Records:
——————

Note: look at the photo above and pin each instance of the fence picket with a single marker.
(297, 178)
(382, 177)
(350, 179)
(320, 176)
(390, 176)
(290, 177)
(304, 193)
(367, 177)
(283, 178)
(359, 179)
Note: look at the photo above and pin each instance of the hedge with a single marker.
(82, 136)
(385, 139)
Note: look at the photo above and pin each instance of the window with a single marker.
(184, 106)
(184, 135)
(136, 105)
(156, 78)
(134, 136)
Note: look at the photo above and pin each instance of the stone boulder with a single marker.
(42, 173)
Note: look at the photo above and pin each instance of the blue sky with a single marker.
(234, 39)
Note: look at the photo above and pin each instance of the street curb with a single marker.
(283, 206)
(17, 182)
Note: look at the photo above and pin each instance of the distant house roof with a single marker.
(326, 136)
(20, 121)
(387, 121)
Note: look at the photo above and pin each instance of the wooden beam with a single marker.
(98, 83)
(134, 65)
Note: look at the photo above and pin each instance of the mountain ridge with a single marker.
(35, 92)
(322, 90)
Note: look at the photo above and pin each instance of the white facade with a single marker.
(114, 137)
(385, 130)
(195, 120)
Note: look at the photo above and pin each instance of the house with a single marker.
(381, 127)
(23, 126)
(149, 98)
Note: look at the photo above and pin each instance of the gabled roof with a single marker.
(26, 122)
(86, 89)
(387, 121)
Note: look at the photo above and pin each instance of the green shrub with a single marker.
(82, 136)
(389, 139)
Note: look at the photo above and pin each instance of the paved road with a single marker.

——————

All of the data must be returned exactly.

EXERCISE RESPONSE:
Note: look at the photo above and pin each instance of the fence picket with a single marker.
(297, 178)
(382, 177)
(350, 179)
(320, 176)
(390, 176)
(290, 177)
(304, 193)
(367, 177)
(283, 178)
(359, 179)
Note: look at the photo above and pin each instance of the hedge with a single marker.
(82, 136)
(385, 139)
Note: look at the photo above and pin each instance of the window with a single marker.
(184, 106)
(184, 135)
(136, 105)
(156, 78)
(134, 136)
Note: look at the photo above and pin each instance of the stone boulder with a single marker.
(42, 173)
Note: look at the photo above and pin each instance of the blue sky with a single marker.
(234, 39)
Note: look at the photo above and pin each instance of the street curb with a single marker.
(283, 206)
(17, 182)
Note: look at the photo above and pin each instance of the distant house roof with a single marker.
(326, 136)
(20, 121)
(387, 121)
Note: look at the photo above and pin each instance of the wooden beam with a single marker.
(98, 83)
(134, 65)
Note: look at the photo above and pin each instance of the mountain ridge with a single marker.
(35, 92)
(322, 90)
Note: look at the photo above and pin each instance of the white facade with a single marker.
(114, 137)
(385, 130)
(195, 120)
Note: look at the photo above and pin each instance of the house with a single marker.
(381, 127)
(23, 126)
(149, 98)
Note: look at the photo above and pin each instance of the gabled roof with a single marker.
(26, 122)
(86, 89)
(387, 121)
Note: look at the photo above and pin each instance of the green shrub with a single marker.
(82, 136)
(389, 139)
Note: look at the photo above and pin each instance of the paved road with a single marker.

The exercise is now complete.